- _Task directions_
Copy each line of the data below in which the word "cloth" can be found.

- _Input records_
*** Block opens ***
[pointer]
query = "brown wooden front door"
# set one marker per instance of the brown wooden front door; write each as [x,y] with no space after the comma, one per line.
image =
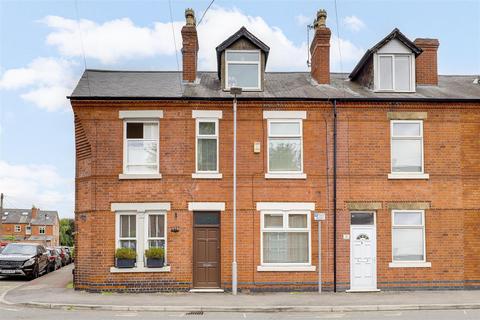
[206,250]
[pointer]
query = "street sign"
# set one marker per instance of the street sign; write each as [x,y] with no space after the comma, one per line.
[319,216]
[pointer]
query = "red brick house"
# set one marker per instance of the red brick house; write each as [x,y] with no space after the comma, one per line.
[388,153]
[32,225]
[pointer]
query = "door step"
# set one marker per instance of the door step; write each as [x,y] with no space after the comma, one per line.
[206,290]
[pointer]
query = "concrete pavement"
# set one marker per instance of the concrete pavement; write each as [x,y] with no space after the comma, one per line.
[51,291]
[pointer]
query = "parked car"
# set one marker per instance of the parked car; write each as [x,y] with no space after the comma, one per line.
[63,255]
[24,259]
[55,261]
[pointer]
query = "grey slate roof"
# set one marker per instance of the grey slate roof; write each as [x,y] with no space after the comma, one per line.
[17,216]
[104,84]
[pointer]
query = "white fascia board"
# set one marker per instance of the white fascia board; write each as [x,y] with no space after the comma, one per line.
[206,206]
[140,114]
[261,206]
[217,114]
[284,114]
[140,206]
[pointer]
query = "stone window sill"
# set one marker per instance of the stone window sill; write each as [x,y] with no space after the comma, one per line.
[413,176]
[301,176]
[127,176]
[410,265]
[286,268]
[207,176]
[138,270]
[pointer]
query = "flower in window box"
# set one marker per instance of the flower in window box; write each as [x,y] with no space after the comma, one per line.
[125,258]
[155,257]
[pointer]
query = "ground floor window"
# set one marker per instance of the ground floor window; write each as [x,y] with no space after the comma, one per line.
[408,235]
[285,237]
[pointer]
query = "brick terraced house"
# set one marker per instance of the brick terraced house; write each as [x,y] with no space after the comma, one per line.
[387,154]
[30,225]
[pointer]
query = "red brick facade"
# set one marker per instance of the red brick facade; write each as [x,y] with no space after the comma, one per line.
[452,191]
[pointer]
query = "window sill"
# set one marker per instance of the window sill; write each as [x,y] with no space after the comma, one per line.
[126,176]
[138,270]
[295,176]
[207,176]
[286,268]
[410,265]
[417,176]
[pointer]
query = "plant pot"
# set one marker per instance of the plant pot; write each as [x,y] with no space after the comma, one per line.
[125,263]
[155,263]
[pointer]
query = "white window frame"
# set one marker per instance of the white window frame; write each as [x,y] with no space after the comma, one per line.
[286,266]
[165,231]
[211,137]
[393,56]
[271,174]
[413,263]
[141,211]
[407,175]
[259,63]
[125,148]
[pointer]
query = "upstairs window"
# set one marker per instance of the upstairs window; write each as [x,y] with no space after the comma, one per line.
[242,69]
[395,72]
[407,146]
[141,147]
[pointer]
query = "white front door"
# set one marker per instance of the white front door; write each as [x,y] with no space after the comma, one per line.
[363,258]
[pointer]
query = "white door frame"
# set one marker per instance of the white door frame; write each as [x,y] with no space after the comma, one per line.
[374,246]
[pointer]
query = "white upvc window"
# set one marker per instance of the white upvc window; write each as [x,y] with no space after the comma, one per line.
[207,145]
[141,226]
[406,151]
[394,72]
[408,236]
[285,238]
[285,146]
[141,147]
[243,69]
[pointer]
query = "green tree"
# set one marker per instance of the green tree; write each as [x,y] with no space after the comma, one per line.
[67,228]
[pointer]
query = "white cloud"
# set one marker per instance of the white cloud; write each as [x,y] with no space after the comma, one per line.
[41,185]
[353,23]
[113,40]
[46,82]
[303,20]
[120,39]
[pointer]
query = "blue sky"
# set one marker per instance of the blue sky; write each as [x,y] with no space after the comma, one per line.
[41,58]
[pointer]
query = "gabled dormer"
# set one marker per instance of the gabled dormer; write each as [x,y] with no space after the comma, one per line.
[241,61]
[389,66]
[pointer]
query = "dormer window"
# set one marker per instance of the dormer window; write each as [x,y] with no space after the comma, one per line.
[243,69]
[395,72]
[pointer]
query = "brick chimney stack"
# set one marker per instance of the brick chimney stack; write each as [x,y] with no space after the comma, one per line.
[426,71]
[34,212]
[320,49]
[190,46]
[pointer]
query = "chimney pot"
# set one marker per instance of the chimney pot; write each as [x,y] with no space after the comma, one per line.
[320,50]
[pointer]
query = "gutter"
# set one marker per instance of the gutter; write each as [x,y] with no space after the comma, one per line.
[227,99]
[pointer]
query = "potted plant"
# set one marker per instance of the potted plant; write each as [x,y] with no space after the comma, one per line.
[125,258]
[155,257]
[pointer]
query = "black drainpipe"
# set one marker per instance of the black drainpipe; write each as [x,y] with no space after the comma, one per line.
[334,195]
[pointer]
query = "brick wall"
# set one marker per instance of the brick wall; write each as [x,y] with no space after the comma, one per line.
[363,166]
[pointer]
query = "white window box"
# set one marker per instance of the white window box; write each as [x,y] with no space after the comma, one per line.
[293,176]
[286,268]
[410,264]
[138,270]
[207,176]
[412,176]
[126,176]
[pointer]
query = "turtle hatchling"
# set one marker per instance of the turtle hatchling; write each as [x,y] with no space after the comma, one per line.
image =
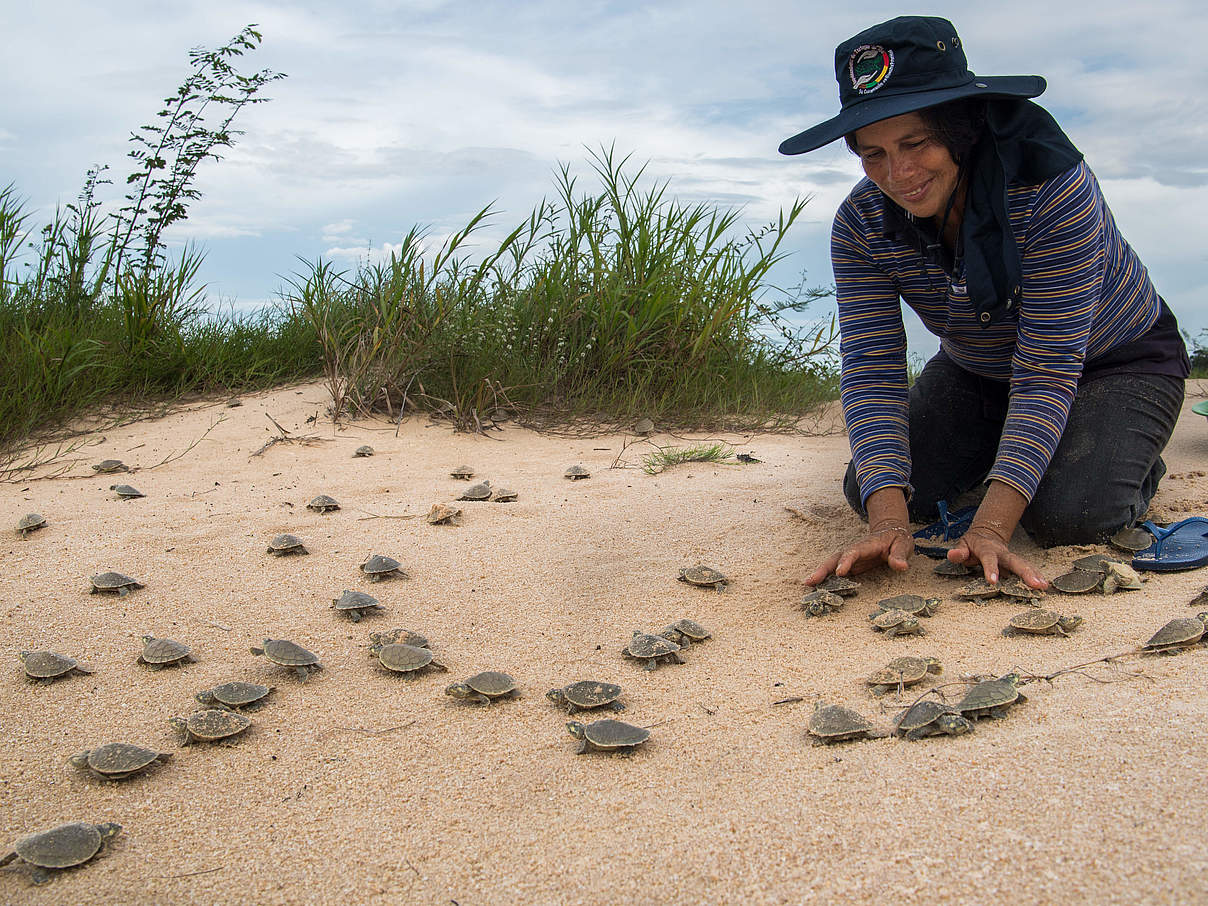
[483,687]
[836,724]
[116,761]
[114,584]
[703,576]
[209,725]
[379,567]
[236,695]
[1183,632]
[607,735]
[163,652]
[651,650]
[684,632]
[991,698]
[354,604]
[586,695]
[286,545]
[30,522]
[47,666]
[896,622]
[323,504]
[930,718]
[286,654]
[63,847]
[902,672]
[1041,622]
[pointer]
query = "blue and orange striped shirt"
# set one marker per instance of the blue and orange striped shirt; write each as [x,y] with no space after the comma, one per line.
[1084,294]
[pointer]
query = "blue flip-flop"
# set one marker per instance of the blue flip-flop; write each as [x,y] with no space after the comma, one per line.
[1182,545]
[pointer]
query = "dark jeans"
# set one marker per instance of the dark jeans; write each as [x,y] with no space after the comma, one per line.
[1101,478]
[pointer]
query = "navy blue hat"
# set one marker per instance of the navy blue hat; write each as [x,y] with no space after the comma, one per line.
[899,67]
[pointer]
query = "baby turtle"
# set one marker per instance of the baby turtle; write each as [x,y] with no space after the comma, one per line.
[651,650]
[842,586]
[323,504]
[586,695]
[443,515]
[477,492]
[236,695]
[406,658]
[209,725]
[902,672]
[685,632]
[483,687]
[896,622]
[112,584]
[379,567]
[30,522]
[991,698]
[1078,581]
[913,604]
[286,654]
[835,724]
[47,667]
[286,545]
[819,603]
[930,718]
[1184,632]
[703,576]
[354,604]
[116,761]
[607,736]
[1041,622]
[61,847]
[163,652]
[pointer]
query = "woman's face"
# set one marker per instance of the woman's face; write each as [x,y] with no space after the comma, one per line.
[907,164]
*** Block closes ***
*** Block opens ***
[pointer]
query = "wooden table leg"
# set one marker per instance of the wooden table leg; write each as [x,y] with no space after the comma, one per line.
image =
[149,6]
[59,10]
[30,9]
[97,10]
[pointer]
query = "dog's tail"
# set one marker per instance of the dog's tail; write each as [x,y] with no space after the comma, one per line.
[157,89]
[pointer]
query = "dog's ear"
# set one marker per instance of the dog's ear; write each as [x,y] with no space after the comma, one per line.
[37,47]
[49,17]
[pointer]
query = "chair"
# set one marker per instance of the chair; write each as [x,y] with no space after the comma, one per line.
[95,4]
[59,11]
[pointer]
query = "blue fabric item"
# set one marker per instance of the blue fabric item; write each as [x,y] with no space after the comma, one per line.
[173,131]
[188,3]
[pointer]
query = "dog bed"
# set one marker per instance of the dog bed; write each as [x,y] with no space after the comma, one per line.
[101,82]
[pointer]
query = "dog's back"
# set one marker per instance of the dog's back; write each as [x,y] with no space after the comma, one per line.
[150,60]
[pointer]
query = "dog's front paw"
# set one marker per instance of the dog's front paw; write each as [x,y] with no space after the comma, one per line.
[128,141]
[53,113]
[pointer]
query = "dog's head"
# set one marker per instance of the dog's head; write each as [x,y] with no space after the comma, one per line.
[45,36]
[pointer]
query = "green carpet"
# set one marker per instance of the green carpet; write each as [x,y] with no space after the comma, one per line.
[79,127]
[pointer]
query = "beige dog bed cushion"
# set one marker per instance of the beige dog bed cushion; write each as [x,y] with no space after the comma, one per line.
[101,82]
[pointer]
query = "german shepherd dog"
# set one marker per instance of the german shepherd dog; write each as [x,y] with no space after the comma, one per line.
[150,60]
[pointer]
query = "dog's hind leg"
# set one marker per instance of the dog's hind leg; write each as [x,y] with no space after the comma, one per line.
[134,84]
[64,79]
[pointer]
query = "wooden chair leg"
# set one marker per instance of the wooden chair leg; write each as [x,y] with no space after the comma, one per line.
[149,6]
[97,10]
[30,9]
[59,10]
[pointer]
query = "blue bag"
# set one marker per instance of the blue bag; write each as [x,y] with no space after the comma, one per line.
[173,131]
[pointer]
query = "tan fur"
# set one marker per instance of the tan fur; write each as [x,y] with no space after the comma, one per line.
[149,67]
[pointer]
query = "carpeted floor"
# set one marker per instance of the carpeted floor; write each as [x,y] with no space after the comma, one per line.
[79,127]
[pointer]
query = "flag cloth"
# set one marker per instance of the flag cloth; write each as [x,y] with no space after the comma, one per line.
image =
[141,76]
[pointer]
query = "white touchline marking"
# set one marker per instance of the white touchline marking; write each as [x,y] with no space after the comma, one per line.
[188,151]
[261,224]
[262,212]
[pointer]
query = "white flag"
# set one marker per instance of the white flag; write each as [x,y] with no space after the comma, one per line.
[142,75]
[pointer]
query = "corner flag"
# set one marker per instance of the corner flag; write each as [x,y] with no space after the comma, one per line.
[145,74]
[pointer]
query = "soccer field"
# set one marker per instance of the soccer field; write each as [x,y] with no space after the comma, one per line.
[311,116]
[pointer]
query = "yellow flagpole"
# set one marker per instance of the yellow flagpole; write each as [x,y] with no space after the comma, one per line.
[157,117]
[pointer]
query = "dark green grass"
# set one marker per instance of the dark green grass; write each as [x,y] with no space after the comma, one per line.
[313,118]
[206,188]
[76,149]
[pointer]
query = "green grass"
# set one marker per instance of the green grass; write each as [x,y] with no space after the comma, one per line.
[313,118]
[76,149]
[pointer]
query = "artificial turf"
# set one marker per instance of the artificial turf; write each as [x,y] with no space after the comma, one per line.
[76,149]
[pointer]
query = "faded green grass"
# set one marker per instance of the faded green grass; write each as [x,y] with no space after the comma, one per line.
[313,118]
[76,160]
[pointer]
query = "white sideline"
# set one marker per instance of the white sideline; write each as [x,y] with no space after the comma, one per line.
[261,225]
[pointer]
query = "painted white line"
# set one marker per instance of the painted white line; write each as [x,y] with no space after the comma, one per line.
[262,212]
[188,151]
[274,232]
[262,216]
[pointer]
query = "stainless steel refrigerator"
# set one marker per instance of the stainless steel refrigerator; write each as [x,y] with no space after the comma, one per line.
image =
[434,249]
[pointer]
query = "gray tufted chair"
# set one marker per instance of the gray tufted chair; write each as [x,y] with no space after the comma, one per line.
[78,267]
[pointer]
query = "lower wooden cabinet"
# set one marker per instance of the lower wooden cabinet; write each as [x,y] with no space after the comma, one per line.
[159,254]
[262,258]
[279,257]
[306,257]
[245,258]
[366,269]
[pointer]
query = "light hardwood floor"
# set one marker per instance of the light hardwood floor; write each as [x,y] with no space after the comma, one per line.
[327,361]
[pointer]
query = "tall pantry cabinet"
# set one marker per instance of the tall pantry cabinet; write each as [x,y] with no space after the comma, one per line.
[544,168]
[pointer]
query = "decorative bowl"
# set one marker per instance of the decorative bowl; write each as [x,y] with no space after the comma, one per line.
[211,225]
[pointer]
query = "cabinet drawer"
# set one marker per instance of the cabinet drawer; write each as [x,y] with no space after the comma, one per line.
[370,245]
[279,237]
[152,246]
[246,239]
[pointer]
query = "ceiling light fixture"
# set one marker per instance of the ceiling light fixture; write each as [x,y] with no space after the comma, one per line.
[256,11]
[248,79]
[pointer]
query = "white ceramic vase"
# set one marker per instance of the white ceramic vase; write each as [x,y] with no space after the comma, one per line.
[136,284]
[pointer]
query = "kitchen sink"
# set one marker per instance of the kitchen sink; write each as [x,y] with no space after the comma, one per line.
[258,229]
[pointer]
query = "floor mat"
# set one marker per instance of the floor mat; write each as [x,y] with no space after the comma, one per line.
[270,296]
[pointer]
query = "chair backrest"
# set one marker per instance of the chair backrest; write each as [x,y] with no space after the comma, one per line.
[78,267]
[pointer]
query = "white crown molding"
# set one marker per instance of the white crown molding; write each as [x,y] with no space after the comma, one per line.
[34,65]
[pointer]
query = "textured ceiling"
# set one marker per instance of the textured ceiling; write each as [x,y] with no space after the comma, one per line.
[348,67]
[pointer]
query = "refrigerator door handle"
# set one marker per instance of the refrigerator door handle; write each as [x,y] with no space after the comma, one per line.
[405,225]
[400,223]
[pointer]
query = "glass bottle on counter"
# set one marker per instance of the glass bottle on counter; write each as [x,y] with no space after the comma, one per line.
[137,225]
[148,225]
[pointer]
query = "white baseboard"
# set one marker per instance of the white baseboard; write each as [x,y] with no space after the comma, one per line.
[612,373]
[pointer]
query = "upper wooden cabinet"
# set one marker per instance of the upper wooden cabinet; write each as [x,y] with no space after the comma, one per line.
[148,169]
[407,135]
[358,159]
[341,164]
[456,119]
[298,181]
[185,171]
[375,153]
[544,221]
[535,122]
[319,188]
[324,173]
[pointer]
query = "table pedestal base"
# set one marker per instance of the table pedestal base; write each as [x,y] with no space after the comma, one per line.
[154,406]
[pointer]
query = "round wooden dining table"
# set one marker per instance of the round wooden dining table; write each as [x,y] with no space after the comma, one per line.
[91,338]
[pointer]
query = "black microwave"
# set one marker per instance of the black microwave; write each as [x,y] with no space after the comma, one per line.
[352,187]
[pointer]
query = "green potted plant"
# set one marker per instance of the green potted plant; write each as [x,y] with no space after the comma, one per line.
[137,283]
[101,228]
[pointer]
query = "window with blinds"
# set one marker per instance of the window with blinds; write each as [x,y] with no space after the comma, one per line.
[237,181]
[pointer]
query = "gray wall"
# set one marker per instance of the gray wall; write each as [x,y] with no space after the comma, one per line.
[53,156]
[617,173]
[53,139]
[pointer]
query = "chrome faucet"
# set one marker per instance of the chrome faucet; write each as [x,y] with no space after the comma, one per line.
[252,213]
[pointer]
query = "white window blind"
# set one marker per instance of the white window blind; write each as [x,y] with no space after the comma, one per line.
*** Block closes ***
*** Block opens ***
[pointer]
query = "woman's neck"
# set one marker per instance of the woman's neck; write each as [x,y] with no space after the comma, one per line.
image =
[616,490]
*** Block closes ***
- _Your response_
query = "flag cloth"
# set one marker per instance of the flag cloth; write each as [x,y] with no space after the comma, one per line.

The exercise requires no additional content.